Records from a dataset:
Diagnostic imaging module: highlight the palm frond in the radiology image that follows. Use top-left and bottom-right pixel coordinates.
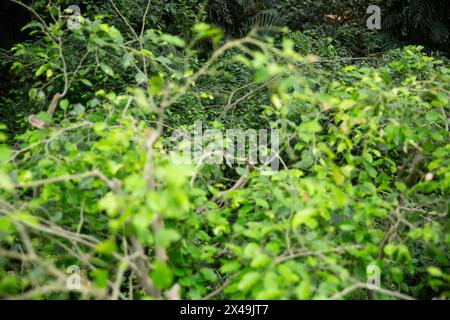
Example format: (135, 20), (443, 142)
(409, 0), (433, 28)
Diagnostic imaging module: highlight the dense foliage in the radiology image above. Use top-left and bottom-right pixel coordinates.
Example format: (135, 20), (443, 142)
(0, 0), (448, 300)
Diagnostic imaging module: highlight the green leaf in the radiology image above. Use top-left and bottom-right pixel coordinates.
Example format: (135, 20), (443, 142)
(35, 64), (48, 77)
(91, 269), (109, 288)
(36, 112), (51, 122)
(108, 27), (124, 44)
(96, 241), (117, 255)
(0, 171), (13, 191)
(149, 76), (164, 96)
(160, 34), (185, 47)
(237, 272), (260, 291)
(333, 167), (345, 185)
(59, 99), (69, 110)
(236, 167), (249, 177)
(339, 223), (356, 231)
(81, 79), (93, 87)
(135, 72), (147, 84)
(200, 268), (218, 282)
(98, 192), (121, 217)
(299, 120), (322, 134)
(155, 228), (180, 248)
(427, 266), (443, 277)
(150, 261), (173, 290)
(100, 63), (114, 77)
(28, 88), (38, 100)
(220, 261), (240, 274)
(0, 145), (12, 162)
(0, 217), (13, 233)
(292, 208), (318, 229)
(383, 243), (396, 256)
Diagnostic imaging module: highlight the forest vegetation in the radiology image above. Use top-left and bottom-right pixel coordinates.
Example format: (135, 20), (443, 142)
(0, 0), (448, 300)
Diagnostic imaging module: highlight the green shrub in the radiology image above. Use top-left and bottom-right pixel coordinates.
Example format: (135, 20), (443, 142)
(0, 3), (448, 300)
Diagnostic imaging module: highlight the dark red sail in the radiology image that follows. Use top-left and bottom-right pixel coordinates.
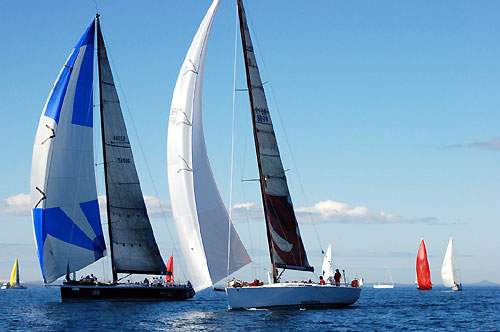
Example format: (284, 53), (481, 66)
(238, 0), (312, 276)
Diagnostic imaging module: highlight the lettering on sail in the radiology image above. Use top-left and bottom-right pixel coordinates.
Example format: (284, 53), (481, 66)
(255, 108), (271, 125)
(117, 157), (131, 164)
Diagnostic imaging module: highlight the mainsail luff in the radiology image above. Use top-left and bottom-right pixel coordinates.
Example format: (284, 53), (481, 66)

▸ **Exercise brief**: Filter the data for the string "module". Copy each matching line.

▸ **Result of the exercise**:
Diagnostic imaging module: highlight the palm frond in the radiology image that follows. Use top-left and bottom-right pixel coordinates.
Diagnostic imaging module: highlight the dense foliage in the radiology image above. Use top-left and bottom-right pixel coordinates.
Diagnostic imaging module: highlight the green leaf in the radiology image above. Use top-left and bottom-right pixel coordinates.
Diagnostic imaging module: highlight the forest vegetation in the radiology image above. Use top-left and bottom-right pixel coordinates.
Diagnostic imaging module: highlight the green shrub in the radiology image above. Use top-left and bottom-right pixel coordinates.
Diagnostic imaging module: highlight the dark red sail in the radiology image that follows. Use top-left and bottom-right pixel coordinates.
Diagnostic imaging module: highlight the lettering on sail in the radiology image above. Use top-left and bottom-right pixel coordinates.
Diagnostic imaging module: highlight the mainsail luff in the radiology image above. Use top-left and bottom-right pixel coordinates.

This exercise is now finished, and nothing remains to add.